→ Çalışmanın amacı: Huzur konulu metinde "Huzurlu olmak plansız, rastgele, durup" sözlerinden aşağıya, "olmaz bir uygulamadır." sözlerine kadar uzanan her şeyi harfi harfine yeniden yazar mısınız?

Huzur, insanın içinde duyumsadığı rahatlık duygusu, rahatlık içinde bulunma, gönül rahatlığı, iç rahatlığı, baş dinçliği, dinginlik, çekişmesizlik, telaşın-endişenin-korkunun-üzüntünün olmadığı “an” olarak tarif edilmektedir.

Huzurlu olmak plansız, rastgele, durup dururken gerçekleşebilecek bir şey değildir. Huzur ve Mutluluk zihin yönetimi, fikir yönetimi, düşünce yönetimi ile ilgilisi vardır. Zihin-fikir-akıl sağlığı tam olarak sağlanamazsa gelişen durum ve olayları doğru yönetmek mümkün olmayacağı için güzel sonuçlara ulaşmak ta mümkün olamayacaktır. Özellikle de yetişkinlik döneminde huzurlu ve mutlu olabilmek için, doğru şeyleri doğru şekilde yerine getirmek gerekir. Her şeyi herkesin bilmesi mümkün olmadığına göre; insanlar için bilinmeyenleri kimlerden öğrenileceğini bilmesi, liyakate önem vermesi,  istişare müessesesini çok iyi işletmesi, doğrulara ulaşmak için olmazsa olmaz bir uygulamadır.

İnsanlar küçük yaşlarda iken hızla büyümek ister. Büyüdükçe daha zengin, daha mutlu, daha özgür olacağını düşünür. Biraz büyüdüğünde ise bir an önce okula başlamak ister; abileri, ablaları gibi okula gittikçe daha mutlu olacağını düşünür. 

Okul hayatı başladığında ise hep bir üst okula gitme hayali başlar, orta, lise, üniversite devam eder gider. Özellikle üniversite sınavlarına hazırlanmak, yoğun çalışmalar içerisine girmek “hele bir istediğim üniversiteyi kazanayım, o zaman çok mutlu olacağım” hevesi insanı sarar. Üniversite kazanır, okur, üniversite biter, artık iş arayışları ortaya çıkar, aynı zamanda eş arayışları heyecanı başlar. İş hayatına alışma, düğün hazırlıkları, evlilik, aile, çocuk, ev-araba almak derken hayat hızla akar gider.

→ Veri kayıtları:
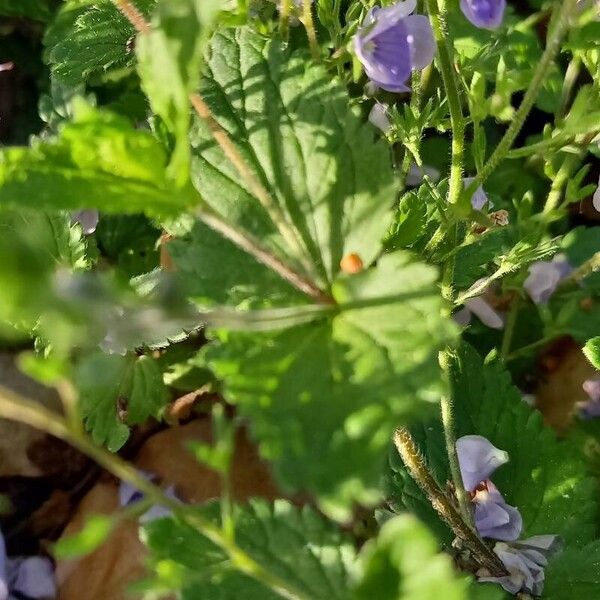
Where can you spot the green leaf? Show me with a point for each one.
(38, 10)
(291, 122)
(323, 398)
(546, 479)
(169, 59)
(95, 531)
(99, 160)
(116, 391)
(592, 351)
(213, 270)
(296, 544)
(574, 573)
(89, 40)
(403, 563)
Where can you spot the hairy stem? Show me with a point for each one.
(17, 408)
(309, 25)
(562, 14)
(437, 12)
(418, 470)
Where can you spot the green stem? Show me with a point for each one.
(509, 328)
(415, 464)
(437, 13)
(18, 408)
(560, 24)
(562, 177)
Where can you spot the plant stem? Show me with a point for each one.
(562, 177)
(418, 470)
(18, 408)
(562, 15)
(254, 185)
(437, 14)
(309, 25)
(222, 138)
(447, 362)
(252, 246)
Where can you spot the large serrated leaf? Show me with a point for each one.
(116, 391)
(323, 398)
(297, 545)
(292, 124)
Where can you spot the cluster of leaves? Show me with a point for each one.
(218, 218)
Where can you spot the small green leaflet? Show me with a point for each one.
(297, 545)
(403, 563)
(323, 398)
(89, 40)
(116, 391)
(169, 59)
(292, 124)
(99, 160)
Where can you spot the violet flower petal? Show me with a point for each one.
(485, 14)
(378, 117)
(390, 44)
(525, 561)
(420, 41)
(544, 277)
(32, 577)
(596, 197)
(479, 198)
(88, 219)
(494, 518)
(485, 313)
(478, 458)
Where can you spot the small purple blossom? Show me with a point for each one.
(378, 117)
(596, 197)
(494, 518)
(485, 14)
(392, 42)
(590, 409)
(525, 562)
(478, 458)
(88, 219)
(479, 198)
(544, 277)
(25, 577)
(129, 494)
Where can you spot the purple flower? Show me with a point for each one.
(482, 310)
(88, 219)
(544, 277)
(525, 562)
(479, 198)
(485, 14)
(493, 517)
(392, 42)
(590, 409)
(478, 458)
(25, 577)
(129, 494)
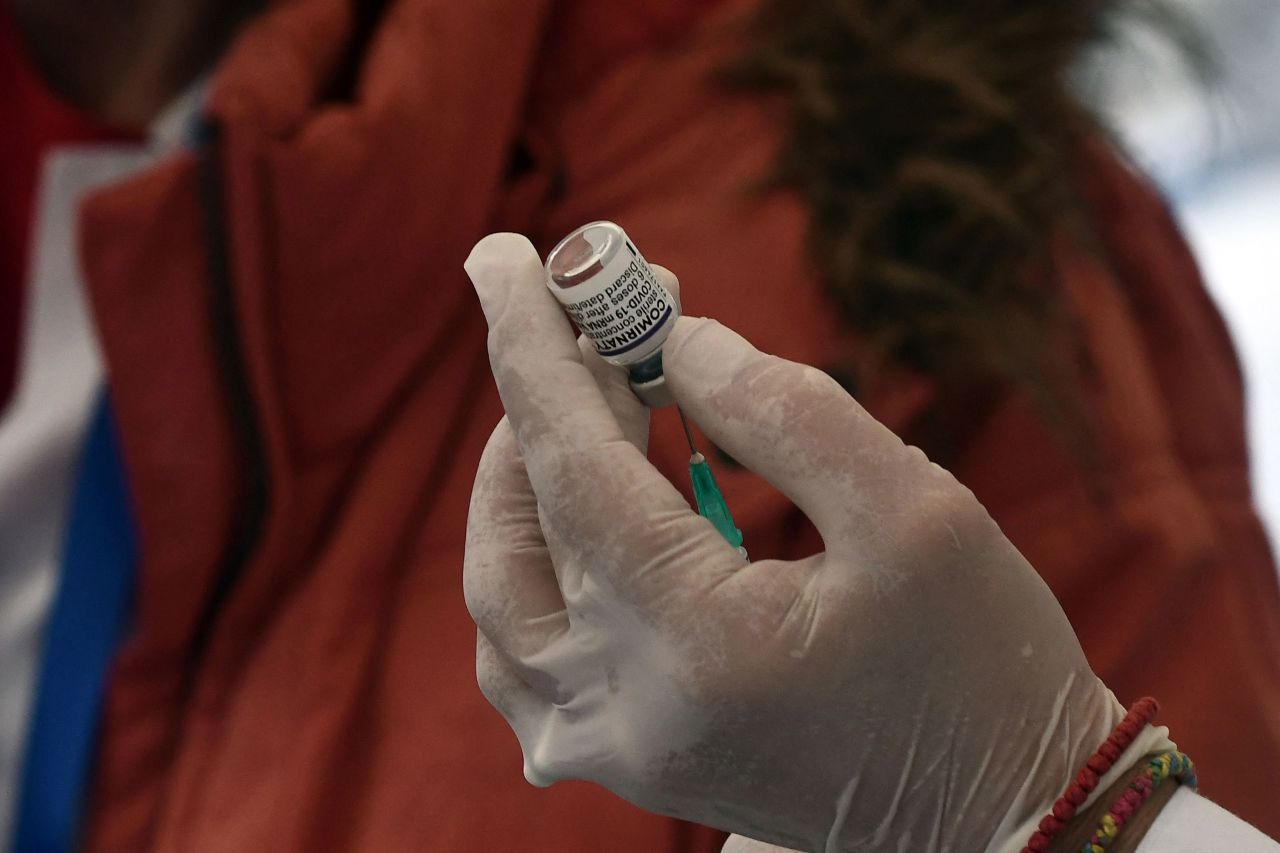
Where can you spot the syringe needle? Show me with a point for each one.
(689, 433)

→ Tam çözüm:
Huzurlu olmak plansız, rastgele, durup dururken gerçekleşebilecek bir şey değildir. Huzur ve Mutluluk zihin yönetimi, fikir yönetimi, düşünce yönetimi ile ilgilisi vardır. Zihin-fikir-akıl sağlığı tam olarak sağlanamazsa gelişen durum ve olayları doğru yönetmek mümkün olmayacağı için güzel sonuçlara ulaşmak ta mümkün olamayacaktır. Özellikle de yetişkinlik döneminde huzurlu ve mutlu olabilmek için, doğru şeyleri doğru şekilde yerine getirmek gerekir. Her şeyi herkesin bilmesi mümkün olmadığına göre; insanlar için bilinmeyenleri kimlerden öğrenileceğini bilmesi, liyakate önem vermesi,  istişare müessesesini çok iyi işletmesi, doğrulara ulaşmak için olmazsa olmaz bir uygulamadır.